- Brief 1: In the Tehran earthquake article, how many citizens does the president believe must be convinced to move out of Tehran?
- Brief 2: List each number of people that the Tehran earthquake article gives, with what the number refers to.
- Brief 3: Please carry on the Tehran earthquake article from its last sentence.

- Text shown:
________________

Publish Date: 11 May 2010 - 21:03

TEHRAN, May 11 (MNA) -- These days there is much talk about the high probability that a major earthquake is due to strike Tehran.

Some of the areas of the metropolis most likely to incur severe damage in a major earthquake have even been identified.

The Tehran governor’s office has also taken some preparatory steps, such as holding earthquake drills in which tent hospitals were set up outside Tehran.

And the president has announced that he believes that about five million citizens must be convinced to move out of Tehran in order to save lives and improve the efficiency of the city’s response to a major earthquake.

However, it is unreasonable to expect five million people to leave Tehran.

The city is currently home to about 10 million people and relocating about five million citizens would be neither practical nor economical.

Even now, about a quarter of a million people immigrate to Tehran annually in search of employment.

________________

[Natural-language object grounding data]
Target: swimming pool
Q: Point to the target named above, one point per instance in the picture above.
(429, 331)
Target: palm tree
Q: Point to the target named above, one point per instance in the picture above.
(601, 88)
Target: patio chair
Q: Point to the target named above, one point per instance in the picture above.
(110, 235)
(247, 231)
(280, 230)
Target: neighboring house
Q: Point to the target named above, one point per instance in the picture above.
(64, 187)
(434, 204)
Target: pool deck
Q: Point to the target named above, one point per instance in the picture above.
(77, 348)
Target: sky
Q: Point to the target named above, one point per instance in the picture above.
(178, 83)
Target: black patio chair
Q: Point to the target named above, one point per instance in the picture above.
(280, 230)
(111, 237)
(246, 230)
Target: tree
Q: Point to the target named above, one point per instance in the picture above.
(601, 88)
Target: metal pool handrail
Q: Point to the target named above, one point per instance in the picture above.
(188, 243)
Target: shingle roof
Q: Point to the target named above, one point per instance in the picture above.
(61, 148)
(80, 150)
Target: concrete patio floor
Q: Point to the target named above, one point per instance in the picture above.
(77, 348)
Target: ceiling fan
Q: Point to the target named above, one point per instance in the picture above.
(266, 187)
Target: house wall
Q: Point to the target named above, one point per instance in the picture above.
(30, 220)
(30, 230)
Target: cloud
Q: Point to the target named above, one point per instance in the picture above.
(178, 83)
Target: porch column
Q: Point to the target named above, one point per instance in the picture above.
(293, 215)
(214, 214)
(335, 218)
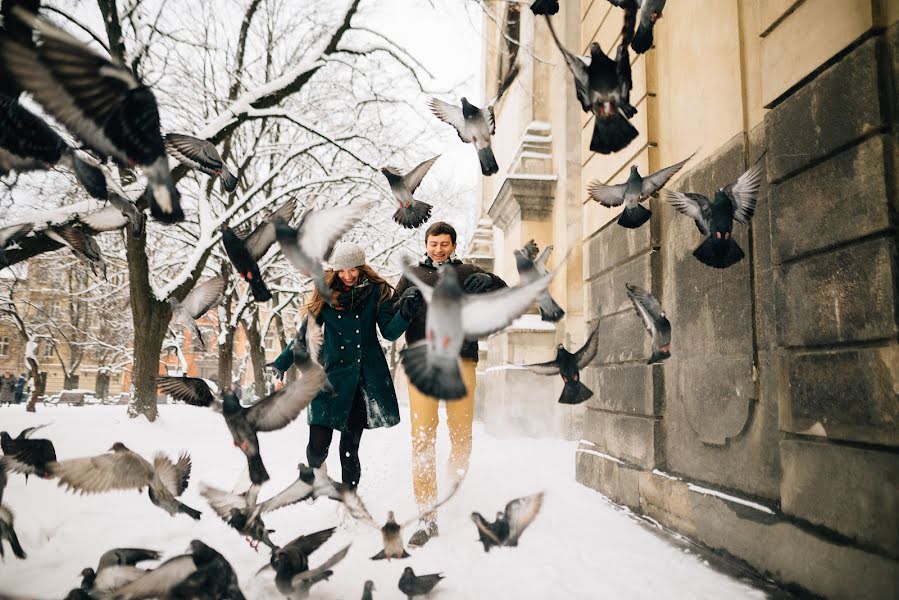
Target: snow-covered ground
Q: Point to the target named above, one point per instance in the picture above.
(580, 546)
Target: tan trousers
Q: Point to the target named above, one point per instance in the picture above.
(459, 415)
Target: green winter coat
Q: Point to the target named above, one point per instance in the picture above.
(350, 352)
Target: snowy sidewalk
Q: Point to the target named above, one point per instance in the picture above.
(579, 547)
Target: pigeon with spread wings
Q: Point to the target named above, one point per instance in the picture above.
(531, 267)
(200, 154)
(475, 125)
(122, 469)
(99, 101)
(655, 321)
(715, 219)
(432, 364)
(509, 524)
(411, 212)
(632, 192)
(311, 243)
(569, 365)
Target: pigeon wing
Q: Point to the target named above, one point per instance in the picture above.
(204, 297)
(413, 178)
(192, 390)
(483, 314)
(452, 115)
(283, 406)
(743, 193)
(655, 182)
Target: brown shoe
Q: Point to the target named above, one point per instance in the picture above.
(426, 530)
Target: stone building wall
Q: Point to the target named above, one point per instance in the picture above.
(772, 433)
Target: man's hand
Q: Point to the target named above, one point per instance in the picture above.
(478, 283)
(411, 303)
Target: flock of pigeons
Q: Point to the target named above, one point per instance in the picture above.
(115, 118)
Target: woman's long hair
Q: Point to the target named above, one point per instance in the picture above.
(317, 303)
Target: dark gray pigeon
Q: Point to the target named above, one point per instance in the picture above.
(509, 524)
(569, 365)
(475, 125)
(715, 219)
(453, 316)
(122, 469)
(603, 87)
(311, 243)
(530, 268)
(200, 154)
(411, 212)
(197, 303)
(99, 101)
(655, 321)
(27, 143)
(632, 192)
(417, 585)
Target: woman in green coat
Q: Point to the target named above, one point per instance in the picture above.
(363, 396)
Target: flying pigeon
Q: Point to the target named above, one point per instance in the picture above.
(432, 364)
(391, 531)
(311, 243)
(245, 252)
(545, 7)
(509, 524)
(117, 567)
(8, 533)
(417, 585)
(122, 469)
(200, 154)
(27, 455)
(411, 212)
(603, 88)
(293, 578)
(569, 366)
(530, 268)
(655, 321)
(715, 219)
(475, 125)
(27, 143)
(201, 299)
(650, 12)
(100, 102)
(239, 510)
(632, 192)
(9, 236)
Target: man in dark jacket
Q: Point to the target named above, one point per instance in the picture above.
(440, 247)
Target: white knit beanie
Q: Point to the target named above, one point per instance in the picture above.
(346, 255)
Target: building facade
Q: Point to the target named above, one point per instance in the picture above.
(771, 433)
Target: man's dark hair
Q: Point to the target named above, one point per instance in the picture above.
(440, 228)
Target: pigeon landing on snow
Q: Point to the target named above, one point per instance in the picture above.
(715, 219)
(200, 154)
(475, 125)
(632, 192)
(311, 243)
(100, 102)
(655, 321)
(603, 87)
(417, 585)
(201, 299)
(530, 268)
(453, 316)
(245, 252)
(27, 455)
(411, 212)
(27, 143)
(122, 469)
(509, 524)
(568, 365)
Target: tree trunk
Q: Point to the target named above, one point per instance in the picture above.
(257, 353)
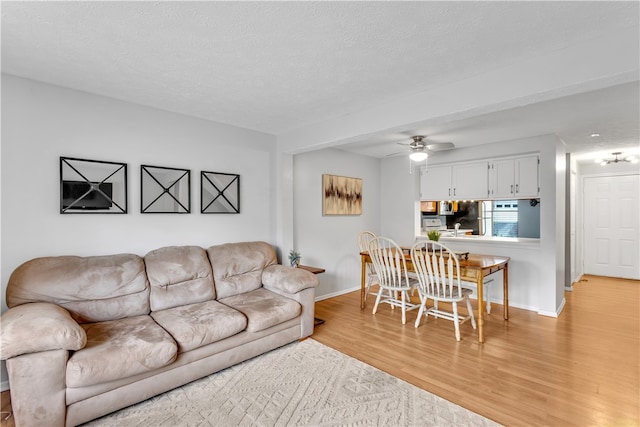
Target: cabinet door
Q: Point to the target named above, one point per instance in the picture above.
(502, 175)
(526, 179)
(470, 181)
(435, 183)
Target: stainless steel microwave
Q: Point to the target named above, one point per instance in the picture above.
(448, 208)
(429, 207)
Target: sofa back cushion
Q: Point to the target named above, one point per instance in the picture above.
(92, 289)
(237, 267)
(179, 275)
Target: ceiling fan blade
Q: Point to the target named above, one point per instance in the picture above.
(440, 146)
(395, 154)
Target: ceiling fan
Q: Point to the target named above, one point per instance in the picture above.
(419, 147)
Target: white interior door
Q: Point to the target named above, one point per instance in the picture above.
(612, 225)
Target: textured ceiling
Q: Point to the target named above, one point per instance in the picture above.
(279, 66)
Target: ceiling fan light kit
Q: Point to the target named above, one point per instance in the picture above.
(418, 156)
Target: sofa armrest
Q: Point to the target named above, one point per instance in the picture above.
(35, 327)
(288, 279)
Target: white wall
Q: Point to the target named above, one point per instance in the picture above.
(399, 199)
(41, 122)
(330, 242)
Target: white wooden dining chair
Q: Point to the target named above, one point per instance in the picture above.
(391, 268)
(364, 237)
(438, 273)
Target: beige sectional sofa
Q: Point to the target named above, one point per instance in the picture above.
(85, 336)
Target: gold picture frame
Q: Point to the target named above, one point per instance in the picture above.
(341, 195)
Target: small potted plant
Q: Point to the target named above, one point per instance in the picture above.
(294, 258)
(434, 235)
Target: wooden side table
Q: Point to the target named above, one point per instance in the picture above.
(314, 270)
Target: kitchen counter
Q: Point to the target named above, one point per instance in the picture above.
(474, 238)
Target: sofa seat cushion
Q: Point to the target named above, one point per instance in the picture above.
(120, 348)
(195, 325)
(263, 308)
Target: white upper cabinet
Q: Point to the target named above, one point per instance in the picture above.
(470, 181)
(514, 177)
(435, 183)
(456, 182)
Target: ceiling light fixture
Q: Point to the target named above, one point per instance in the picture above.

________________

- Answer box 1: About five million citizens.

- Answer box 2:
- About five million: the citizens the president believes must be convinced to move out of Tehran
- About 10 million: the people the city is currently home to
- About a quarter of a million: the people who immigrate to Tehran annually in search of employment

- Answer box 3:
A number of proposals have been made, such as relocating the capital to another part of Iran less prone to major earthquakes, moving large military garrisons and the headquarters and factories of major companies like Iran Khodro and Saipa to other cities, taking measures to strictly enforce building codes, and formulating a plan to quickly relocate residences and workplaces sitting directly on top of fault lines.

The suggestion to move residences and workplaces from areas most likely to incur severe damage in a major earthquake may seem odd, but if a quake were to strike Tehran, the death toll and the economic losses would far outweigh the cost of relocation.

The 2003 earthquake in Bam in southeastern Iran, which caused about 30,000 deaths and great material damage, should serve as an example.

The Tehran Municipality has started a project to renovate the old and congested neighborhoods of south Tehran, but the pace of the implementation of the plan should be accelerated.

Seismologists have warned that it is very likely that Tehran will be hit by a major earthquake in the future.

And since earthquakes occur in cycles and the last major earthquake in Tehran occurred in 1830, it seems that a big one is due.

Taking all this into consideration, it is clear that Tehran must make serious efforts to prepare for the big one.